::: Exercise inputs

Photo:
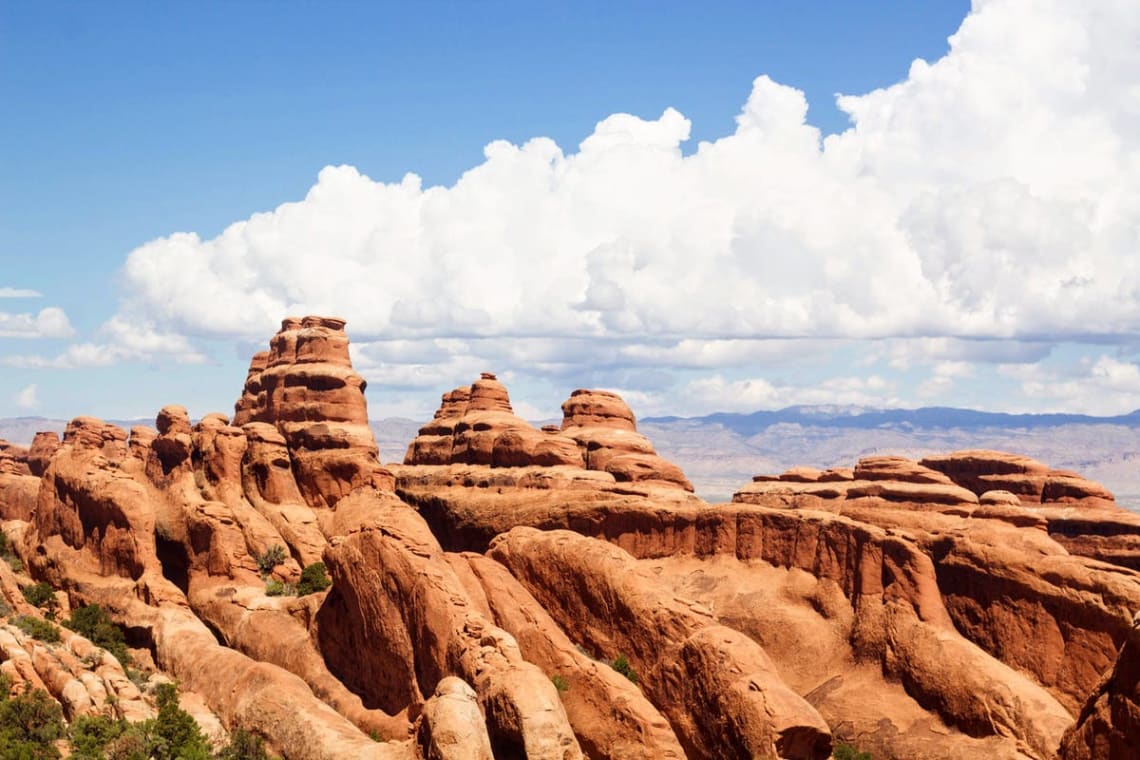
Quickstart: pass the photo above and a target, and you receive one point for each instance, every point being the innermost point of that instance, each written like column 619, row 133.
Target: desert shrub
column 39, row 595
column 94, row 622
column 274, row 587
column 844, row 751
column 29, row 725
column 621, row 664
column 37, row 628
column 314, row 579
column 270, row 558
column 91, row 734
column 173, row 734
column 243, row 745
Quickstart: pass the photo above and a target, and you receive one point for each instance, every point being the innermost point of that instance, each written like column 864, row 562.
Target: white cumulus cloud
column 991, row 199
column 47, row 323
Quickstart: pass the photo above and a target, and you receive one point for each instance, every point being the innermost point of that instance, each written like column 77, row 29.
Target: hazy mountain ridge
column 722, row 451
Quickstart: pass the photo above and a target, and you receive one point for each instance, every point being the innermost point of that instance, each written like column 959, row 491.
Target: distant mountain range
column 722, row 451
column 870, row 418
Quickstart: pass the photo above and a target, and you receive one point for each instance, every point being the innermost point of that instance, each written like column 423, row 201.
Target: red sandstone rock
column 39, row 455
column 607, row 432
column 897, row 468
column 917, row 620
column 719, row 691
column 597, row 409
column 1108, row 725
column 304, row 385
column 477, row 425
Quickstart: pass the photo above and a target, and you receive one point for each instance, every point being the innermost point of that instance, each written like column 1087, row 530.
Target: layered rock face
column 306, row 386
column 509, row 591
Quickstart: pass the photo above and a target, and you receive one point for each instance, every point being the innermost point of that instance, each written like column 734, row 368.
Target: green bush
column 844, row 751
column 274, row 587
column 29, row 725
column 314, row 579
column 91, row 734
column 40, row 595
column 94, row 622
column 621, row 664
column 37, row 628
column 173, row 734
column 270, row 558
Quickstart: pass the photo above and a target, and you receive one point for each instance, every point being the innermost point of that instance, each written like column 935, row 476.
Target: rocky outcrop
column 477, row 425
column 1108, row 725
column 607, row 432
column 718, row 688
column 306, row 386
column 1032, row 481
column 487, row 591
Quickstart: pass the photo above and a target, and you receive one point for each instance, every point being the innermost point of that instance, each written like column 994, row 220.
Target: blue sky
column 968, row 242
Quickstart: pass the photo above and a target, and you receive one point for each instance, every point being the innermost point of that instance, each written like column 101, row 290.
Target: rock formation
column 561, row 593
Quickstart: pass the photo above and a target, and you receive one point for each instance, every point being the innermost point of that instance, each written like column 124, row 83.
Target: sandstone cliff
column 561, row 593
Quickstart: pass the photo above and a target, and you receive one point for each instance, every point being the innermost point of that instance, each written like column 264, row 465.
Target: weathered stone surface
column 477, row 425
column 306, row 386
column 1108, row 725
column 974, row 605
column 718, row 688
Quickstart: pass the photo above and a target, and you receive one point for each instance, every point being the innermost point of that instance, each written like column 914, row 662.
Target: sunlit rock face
column 561, row 593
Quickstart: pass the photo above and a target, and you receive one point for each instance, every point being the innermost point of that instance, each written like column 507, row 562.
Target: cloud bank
column 992, row 198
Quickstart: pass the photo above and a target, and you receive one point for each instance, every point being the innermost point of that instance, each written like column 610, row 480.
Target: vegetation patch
column 94, row 622
column 37, row 628
column 270, row 558
column 314, row 578
column 621, row 664
column 844, row 751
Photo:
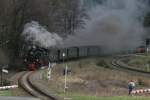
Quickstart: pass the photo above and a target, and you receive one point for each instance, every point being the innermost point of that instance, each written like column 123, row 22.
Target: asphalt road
column 18, row 98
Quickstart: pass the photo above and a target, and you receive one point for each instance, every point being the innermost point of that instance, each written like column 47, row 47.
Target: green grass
column 110, row 98
column 5, row 93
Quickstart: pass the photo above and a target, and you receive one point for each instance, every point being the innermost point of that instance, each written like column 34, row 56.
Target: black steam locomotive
column 35, row 56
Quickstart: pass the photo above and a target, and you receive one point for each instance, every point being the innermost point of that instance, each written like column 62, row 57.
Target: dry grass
column 88, row 78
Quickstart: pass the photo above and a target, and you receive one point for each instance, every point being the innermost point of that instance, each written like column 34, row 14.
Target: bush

::::::

About this exercise
What is needed is an exact transcription of every entry, minus the pictures.

Response to the task
Photo:
Quickstart: pass the photo above and a target, and you receive one point for each instance, every point being the innermost point of that instance, each written like column 619, row 133.
Target: desert shrub
column 39, row 595
column 94, row 622
column 274, row 587
column 844, row 751
column 29, row 725
column 621, row 664
column 37, row 628
column 314, row 579
column 270, row 558
column 91, row 734
column 173, row 734
column 243, row 745
Quickstart: pass the photo above and a target, and you receive one point for each instance, every point being the innermost point of that instance, each written like column 864, row 562.
Target: white cumulus cloud
column 991, row 199
column 47, row 323
Quickstart: pass the photo above and a target, and you receive one point for each instance, every point being the innermost point of that instance, each written like column 77, row 29.
Target: hazy mountain ridge
column 722, row 451
Quickstart: pass the photo above and a target, and you receive one point for each instance, every point being the innermost point of that instance, each written like column 959, row 491.
Target: distant mountain range
column 722, row 451
column 870, row 418
Quickstart: pass the photo above and a target, and you receive one point for each instance, every point being the innermost point of that instance, each written like column 423, row 201.
Target: red sandstone rock
column 39, row 455
column 607, row 432
column 897, row 468
column 917, row 620
column 719, row 691
column 597, row 409
column 1108, row 725
column 304, row 385
column 477, row 425
Quickstart: pass the photo above and a target, and you receive one point for each instance, every point being the innermost point of that instance, each written like column 1087, row 530.
Target: layered rock face
column 306, row 386
column 509, row 591
Quickstart: pass the photo above and a target, and you receive one point for each instance, every point being the innermost point of that instance, each written like column 734, row 368.
Target: green bush
column 844, row 751
column 274, row 587
column 29, row 725
column 314, row 579
column 91, row 734
column 40, row 595
column 94, row 622
column 621, row 664
column 37, row 628
column 173, row 734
column 270, row 558
Quickstart: pass the photo above and a target, and you receive one point for each instance, every point being the innermost point of that instance, each written like column 935, row 476.
Target: rocky outcrop
column 477, row 425
column 1108, row 725
column 607, row 432
column 718, row 688
column 306, row 386
column 1032, row 481
column 487, row 591
Quickstart: pass the photo above and a target, and you receive one point for each instance, every point being the innermost point of that instance, each written like column 994, row 220.
Target: blue sky
column 968, row 242
Quickstart: pass the photo above and a target, and you receive one point for each instance, every point being the innermost point of that instance, each written like column 101, row 290.
Target: rock formation
column 561, row 593
Quickstart: pass the photo above and a target, and you receive one point for each instance, every point being the innermost point of that instance, each written like column 124, row 83.
Target: sandstone cliff
column 561, row 593
Quickstart: pass the photo above and a target, and you receive one point for each instance, every point being the innermost point of that instance, each written like column 264, row 465.
Target: weathered stone surface
column 477, row 425
column 306, row 386
column 1108, row 725
column 974, row 605
column 718, row 688
Quickstart: pass the photo above and a target, and you receive one point for each instance, every point being the innermost point of that instance, each written like column 914, row 662.
Target: sunlit rock face
column 561, row 593
Quickstart: pass the photo above and a target, and you receive one point for each instance, every point being the innermost point of that instance, each written like column 507, row 562.
Target: cloud bank
column 992, row 198
Quickstart: pass the photo above and a target, and you receive one point for each instance, every point being the innermost point of that instance, each written like column 610, row 480.
Target: vegetation patch
column 94, row 622
column 37, row 628
column 270, row 558
column 314, row 578
column 621, row 664
column 844, row 751
Photo:
Quickstart: pass the photo above and a target, and you receive one point for each instance, every point being the innermost point of that instance, each written like column 123, row 22.
Target: asphalt road
column 18, row 98
Quickstart: pass the photo above and a target, and you receive one point for each instance, every point being the innermost point of that instance, each written like column 47, row 47.
Target: green grass
column 110, row 98
column 5, row 93
Quickstart: pass the photo above and a target, and you receive one point for each instance, every point being the innermost point of that instance, each written like column 34, row 56.
Target: black steam locomotive
column 35, row 56
Quickstart: pass the photo above and a target, and you receive one point for each instance, every point being the innermost point of that instance, each written like column 62, row 57.
Target: dry grass
column 88, row 78
Quickstart: pass the photo above and a target, and you receive one point for each instance, every point being the innermost point of that instance, each written like column 34, row 14.
Target: bush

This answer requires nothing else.